| Passage to read |
— Begin —
# Has anyone successfully installed custom ringtones & notifications on the Bionic?



## gburlingame (Aug 21, 2011)

****EDITED 9/21/2011****
Thanks to everyone who chimed in with tips and suggestions.

I finally figured out the root cause of my difficulties and it was of my own doing. When I moved over from the Droid Charge to the Bionic, I immediately installed a little utility called Rescan Media Root and turned off scanning at bootup. The Droid Charge took a long time to boot up and this utility shortened that time a lot.

Without really thinking about it, I put that app on the Bionic. It turns out this is a big mistake.

The Bionic must build its database of media at startup and the Rescan Media Root utility stopped that from happening.

After re-enabling scanning at bootup all of my media files are showing up as expected.

I wanted to mention this in case anyone else runs into this issue.

Thanks!

***ORIGINAL POSTING ***
Hi everyone,

I would like to get some custom ringtones and notification sounds installed on the Bionic. I've tried putting them directly on the phone in /system/media/audio/notifications and also on the SDCARD in the folder /media/audio/notifications, but they do not appear in the list of available tones.

I've tried both OGG and MP3 files, and neither has worked.
— End —
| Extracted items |
— Begin —
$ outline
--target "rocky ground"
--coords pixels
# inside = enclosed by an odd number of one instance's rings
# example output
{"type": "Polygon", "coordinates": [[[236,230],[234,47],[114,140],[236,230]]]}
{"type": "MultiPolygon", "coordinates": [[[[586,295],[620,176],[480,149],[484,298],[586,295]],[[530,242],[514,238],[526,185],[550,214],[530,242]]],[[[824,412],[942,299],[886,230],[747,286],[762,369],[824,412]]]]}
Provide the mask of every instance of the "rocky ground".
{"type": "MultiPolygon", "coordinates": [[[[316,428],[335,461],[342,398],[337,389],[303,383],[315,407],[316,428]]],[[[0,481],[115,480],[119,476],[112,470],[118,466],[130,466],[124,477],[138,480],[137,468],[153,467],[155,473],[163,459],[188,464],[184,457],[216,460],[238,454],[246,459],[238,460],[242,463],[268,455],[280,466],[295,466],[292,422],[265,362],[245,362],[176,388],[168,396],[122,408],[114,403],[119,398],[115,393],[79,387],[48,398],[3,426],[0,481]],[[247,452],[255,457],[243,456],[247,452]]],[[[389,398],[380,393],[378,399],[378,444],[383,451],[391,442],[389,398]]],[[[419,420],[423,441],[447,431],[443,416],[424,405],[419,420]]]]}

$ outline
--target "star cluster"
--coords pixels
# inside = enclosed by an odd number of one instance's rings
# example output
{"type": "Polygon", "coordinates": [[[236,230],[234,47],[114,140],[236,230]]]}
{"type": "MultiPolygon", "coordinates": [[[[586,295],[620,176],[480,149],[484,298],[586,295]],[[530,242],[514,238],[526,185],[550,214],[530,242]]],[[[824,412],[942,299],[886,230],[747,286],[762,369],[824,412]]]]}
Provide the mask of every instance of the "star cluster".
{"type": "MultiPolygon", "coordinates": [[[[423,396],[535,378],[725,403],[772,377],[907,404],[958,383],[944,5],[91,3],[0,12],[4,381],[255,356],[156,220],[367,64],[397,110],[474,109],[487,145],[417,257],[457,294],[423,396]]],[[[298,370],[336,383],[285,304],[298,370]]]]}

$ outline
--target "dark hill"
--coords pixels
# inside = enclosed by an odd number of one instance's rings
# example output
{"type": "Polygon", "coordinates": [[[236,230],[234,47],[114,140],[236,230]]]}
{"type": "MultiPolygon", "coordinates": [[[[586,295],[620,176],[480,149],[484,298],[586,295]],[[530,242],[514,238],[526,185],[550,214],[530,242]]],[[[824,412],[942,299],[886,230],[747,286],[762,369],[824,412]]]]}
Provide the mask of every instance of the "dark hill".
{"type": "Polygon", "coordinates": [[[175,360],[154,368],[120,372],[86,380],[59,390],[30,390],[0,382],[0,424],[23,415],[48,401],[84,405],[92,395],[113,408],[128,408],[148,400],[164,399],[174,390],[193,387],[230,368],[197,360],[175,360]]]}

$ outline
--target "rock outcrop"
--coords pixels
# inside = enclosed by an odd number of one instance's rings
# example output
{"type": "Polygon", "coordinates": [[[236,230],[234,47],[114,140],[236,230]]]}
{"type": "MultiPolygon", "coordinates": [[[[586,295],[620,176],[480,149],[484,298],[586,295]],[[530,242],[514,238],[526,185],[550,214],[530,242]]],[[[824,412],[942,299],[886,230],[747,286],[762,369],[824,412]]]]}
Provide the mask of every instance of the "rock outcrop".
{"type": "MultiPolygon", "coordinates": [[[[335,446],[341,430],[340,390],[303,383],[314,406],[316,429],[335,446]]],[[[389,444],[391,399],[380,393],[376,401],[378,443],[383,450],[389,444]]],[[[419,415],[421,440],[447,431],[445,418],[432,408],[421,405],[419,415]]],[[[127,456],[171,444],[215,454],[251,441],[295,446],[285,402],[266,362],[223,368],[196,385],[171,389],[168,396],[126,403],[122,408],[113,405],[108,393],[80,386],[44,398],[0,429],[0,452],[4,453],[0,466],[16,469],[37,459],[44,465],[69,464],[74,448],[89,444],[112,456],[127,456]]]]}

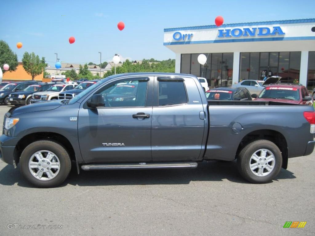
— End —
| Requirement 1 |
Copy the passage of the Bionic ringtone thread starting at "## gburlingame (Aug" and ending at "that from happening.".
| Requirement 2 |
In the Bionic ringtone thread, which utility did the poster install that turned off media scanning at bootup?

| Written answer 1 |
## gburlingame (Aug 21, 2011)

****EDITED 9/21/2011****
Thanks to everyone who chimed in with tips and suggestions.

I finally figured out the root cause of my difficulties and it was of my own doing. When I moved over from the Droid Charge to the Bionic, I immediately installed a little utility called Rescan Media Root and turned off scanning at bootup. The Droid Charge took a long time to boot up and this utility shortened that time a lot.

Without really thinking about it, I put that app on the Bionic. It turns out this is a big mistake.

The Bionic must build its database of media at startup and the Rescan Media Root utility stopped that from happening.

| Written answer 2 |
Rescan Media Root